Return the following from the records below: each line, word for word, starting with the line that contains "x=246, y=98" and going on through the line that contains "x=67, y=238", with nothing outside that range.
____________________
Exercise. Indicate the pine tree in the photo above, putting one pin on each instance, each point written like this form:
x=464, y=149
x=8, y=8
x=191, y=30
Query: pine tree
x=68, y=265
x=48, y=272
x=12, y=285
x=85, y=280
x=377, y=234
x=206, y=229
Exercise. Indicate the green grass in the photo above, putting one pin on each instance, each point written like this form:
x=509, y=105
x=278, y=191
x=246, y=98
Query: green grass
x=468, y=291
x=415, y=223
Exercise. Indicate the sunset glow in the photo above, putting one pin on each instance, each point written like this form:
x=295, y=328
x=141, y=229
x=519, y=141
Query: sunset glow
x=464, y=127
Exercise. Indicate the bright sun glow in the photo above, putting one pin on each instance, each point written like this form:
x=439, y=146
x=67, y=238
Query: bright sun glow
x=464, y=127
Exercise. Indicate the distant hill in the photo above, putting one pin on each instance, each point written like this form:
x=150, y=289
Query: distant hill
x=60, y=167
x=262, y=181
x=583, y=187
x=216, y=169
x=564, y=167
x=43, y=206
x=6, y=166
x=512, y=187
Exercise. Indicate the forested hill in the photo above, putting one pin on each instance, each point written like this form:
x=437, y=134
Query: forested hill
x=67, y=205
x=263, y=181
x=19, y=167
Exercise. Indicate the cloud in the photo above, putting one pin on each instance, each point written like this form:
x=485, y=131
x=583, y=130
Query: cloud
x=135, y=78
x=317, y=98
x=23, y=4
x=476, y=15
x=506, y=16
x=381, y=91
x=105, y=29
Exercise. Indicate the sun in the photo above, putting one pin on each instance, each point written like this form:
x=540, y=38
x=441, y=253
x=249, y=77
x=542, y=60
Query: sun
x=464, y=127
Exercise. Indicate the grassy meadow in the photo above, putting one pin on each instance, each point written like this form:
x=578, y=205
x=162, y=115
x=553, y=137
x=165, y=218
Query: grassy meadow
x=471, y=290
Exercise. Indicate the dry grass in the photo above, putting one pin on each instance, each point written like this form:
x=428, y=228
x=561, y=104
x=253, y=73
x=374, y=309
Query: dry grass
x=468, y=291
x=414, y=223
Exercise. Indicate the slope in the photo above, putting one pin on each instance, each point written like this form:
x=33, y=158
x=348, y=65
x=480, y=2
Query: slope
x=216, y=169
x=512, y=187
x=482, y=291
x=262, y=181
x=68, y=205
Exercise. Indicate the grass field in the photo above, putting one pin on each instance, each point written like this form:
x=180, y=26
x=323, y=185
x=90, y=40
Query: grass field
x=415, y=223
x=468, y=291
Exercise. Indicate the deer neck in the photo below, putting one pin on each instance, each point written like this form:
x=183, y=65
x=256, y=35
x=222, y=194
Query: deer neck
____________________
**The answer**.
x=246, y=98
Query: green grass
x=468, y=291
x=415, y=223
Exercise. Indicate the sunset glow in the photo above, putting one pin on each instance, each point written like this form:
x=295, y=328
x=141, y=229
x=519, y=141
Query: sunset glow
x=464, y=127
Exercise. Indicate the bright sun glow in the photo above, putting one pin on each instance, each point written like this form:
x=439, y=146
x=67, y=238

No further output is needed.